___ Data shown ___

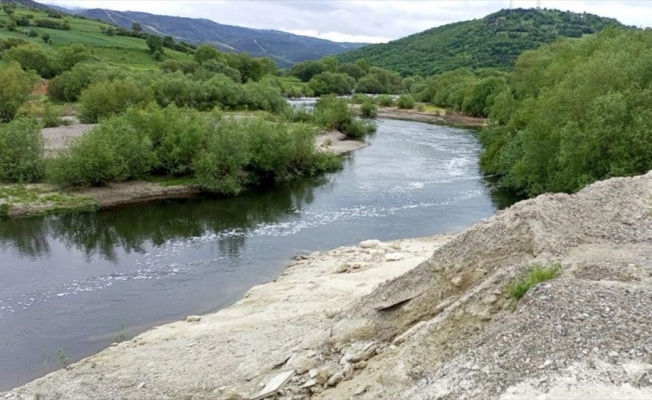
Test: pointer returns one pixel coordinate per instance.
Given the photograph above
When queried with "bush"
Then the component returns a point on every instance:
(16, 85)
(406, 101)
(358, 98)
(334, 113)
(176, 134)
(52, 116)
(33, 57)
(21, 151)
(254, 151)
(69, 85)
(385, 101)
(532, 277)
(112, 152)
(105, 99)
(368, 110)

___

**What is being asked**: Arrange the lines of all the entries above as a Markdown table with the columns "No." and "Line". Number each line in order, skip blank lines, and leave out the pictures.

**Response**:
| No. | Line |
|---|---|
| 1 | Test: pointer returns one pixel coordinate per instance. |
| 2 | Given the photograph above |
| 3 | When queried with "bush" |
| 4 | Then the component returns a point on every instance: |
| 5 | (16, 85) |
| 6 | (406, 101) |
| 7 | (358, 98) |
| 8 | (334, 113) |
| 9 | (176, 134) |
| 10 | (52, 116) |
| 11 | (33, 57) |
| 12 | (21, 151) |
| 13 | (254, 151) |
| 14 | (69, 85) |
| 15 | (385, 101) |
| 16 | (532, 277) |
| 17 | (112, 152) |
| 18 | (105, 99) |
| 19 | (368, 110) |